■ **Consegna**
Per favore, conta le righe riportate qui sotto che contengono la parola "knife", distinguendo tra maiuscole e minuscole. Scrivi soltanto il numero.

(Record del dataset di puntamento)

________________________________________

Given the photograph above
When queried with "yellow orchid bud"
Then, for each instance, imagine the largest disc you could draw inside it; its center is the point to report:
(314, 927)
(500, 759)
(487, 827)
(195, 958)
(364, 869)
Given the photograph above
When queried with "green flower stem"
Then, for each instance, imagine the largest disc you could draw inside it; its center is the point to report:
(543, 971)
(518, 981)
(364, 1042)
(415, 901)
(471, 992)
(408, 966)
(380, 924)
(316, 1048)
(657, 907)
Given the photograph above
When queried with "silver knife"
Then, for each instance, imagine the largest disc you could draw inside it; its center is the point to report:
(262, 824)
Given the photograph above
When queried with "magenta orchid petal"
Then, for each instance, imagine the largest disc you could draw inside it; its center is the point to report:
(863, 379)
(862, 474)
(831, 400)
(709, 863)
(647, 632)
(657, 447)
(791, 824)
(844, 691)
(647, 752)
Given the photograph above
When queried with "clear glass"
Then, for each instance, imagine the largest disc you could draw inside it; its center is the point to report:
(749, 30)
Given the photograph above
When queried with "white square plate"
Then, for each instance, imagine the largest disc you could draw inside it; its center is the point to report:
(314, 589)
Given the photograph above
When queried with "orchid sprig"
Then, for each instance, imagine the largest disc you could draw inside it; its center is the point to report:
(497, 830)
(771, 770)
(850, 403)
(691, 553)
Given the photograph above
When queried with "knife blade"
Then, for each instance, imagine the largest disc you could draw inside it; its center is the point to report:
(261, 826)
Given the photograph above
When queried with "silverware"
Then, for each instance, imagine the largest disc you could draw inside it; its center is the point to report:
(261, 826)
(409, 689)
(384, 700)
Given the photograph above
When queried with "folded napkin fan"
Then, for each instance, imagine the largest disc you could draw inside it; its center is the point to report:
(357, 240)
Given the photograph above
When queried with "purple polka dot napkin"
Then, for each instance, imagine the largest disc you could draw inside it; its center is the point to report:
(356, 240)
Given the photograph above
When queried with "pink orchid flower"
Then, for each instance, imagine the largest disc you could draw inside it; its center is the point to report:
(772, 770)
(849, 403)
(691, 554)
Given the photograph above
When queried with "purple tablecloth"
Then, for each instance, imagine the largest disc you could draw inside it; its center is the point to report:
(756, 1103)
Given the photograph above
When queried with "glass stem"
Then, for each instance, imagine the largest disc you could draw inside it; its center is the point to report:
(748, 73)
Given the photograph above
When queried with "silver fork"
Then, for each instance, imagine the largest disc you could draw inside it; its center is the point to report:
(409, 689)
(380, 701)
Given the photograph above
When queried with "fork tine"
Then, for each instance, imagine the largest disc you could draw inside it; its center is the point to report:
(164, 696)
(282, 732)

________________________________________

■ **Risposta al compito**
2